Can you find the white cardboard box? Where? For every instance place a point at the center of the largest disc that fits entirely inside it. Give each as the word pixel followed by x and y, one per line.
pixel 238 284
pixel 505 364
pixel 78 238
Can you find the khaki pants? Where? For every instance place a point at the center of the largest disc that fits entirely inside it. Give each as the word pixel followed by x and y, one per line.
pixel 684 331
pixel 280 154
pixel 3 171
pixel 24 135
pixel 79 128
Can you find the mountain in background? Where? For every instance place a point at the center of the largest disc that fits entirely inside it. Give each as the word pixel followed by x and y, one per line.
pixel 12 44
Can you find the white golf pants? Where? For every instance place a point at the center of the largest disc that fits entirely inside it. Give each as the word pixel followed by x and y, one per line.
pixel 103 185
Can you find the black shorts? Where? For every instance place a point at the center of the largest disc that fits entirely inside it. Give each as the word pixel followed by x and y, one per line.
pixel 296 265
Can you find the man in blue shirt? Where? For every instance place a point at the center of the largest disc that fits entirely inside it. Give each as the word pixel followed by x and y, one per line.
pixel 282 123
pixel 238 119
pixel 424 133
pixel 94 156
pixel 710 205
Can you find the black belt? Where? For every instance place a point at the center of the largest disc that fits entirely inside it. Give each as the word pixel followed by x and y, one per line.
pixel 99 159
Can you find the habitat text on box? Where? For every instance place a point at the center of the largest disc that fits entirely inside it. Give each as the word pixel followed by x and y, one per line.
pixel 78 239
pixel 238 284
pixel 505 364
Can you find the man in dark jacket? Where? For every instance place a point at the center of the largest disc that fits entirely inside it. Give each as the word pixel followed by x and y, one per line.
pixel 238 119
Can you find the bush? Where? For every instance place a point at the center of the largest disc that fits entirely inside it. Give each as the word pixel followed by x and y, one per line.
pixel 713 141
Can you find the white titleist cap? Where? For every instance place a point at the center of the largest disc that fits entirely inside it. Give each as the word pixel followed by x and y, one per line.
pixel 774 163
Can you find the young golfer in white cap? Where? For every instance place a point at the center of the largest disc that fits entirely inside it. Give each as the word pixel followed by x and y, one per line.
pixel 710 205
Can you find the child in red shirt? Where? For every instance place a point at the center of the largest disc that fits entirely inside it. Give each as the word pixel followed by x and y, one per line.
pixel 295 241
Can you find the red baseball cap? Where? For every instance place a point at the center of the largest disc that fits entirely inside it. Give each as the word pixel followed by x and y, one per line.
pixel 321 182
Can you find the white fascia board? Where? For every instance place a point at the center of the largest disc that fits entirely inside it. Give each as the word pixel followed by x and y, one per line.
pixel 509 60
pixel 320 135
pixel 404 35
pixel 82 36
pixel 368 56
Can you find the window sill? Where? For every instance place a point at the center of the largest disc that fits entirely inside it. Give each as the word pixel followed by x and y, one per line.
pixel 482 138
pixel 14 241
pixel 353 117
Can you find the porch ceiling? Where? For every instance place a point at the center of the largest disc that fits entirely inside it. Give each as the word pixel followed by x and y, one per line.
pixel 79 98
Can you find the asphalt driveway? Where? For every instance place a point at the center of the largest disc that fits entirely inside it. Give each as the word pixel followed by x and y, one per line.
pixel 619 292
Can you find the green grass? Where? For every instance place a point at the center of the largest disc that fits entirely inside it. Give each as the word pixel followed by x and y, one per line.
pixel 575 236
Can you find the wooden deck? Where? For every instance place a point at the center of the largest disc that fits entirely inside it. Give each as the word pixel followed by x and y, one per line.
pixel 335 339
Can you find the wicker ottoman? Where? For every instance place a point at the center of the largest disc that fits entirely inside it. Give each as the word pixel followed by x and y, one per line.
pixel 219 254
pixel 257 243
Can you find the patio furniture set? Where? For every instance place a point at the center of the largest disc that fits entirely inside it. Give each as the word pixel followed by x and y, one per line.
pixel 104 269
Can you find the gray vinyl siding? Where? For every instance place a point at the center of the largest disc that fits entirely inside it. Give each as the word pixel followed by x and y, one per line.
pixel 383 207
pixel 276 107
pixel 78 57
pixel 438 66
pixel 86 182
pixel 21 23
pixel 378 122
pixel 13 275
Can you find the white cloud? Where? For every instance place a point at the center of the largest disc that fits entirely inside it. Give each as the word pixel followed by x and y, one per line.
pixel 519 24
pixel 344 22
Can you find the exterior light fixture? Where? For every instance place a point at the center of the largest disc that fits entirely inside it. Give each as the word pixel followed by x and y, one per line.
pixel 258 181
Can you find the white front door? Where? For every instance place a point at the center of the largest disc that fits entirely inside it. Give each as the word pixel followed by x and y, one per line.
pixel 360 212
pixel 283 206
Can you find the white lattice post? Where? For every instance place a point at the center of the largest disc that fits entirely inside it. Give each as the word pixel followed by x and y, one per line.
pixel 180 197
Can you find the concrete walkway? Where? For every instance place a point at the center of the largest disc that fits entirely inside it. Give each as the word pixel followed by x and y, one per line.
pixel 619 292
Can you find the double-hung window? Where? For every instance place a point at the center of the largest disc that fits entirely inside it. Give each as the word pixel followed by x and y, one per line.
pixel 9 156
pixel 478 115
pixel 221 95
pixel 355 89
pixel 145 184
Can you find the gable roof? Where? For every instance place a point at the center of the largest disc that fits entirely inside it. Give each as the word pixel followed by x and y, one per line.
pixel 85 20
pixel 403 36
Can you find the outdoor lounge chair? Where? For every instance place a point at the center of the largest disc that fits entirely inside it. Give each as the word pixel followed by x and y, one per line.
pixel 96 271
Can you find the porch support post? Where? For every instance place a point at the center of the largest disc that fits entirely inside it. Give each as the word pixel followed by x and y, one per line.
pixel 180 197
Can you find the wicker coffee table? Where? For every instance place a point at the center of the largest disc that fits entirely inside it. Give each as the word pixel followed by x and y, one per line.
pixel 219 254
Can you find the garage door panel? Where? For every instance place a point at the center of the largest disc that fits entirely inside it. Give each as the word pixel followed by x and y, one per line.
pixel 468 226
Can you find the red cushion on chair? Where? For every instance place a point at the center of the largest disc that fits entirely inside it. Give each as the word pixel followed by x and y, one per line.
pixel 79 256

* **GIVEN PROBLEM**
Copy the data from the line with "Can you find the child" up to and including the line with "pixel 295 241", requests included. Scale every coordinate in the answers by 0.75 and round each to a whole number, with halves rounded up.

* **REPLY**
Can you find the child in red shirt? Where? For every instance place a point at the center of the largest disc that fits entirely inside it. Give each as the word pixel followed by x and y, one per line.
pixel 221 181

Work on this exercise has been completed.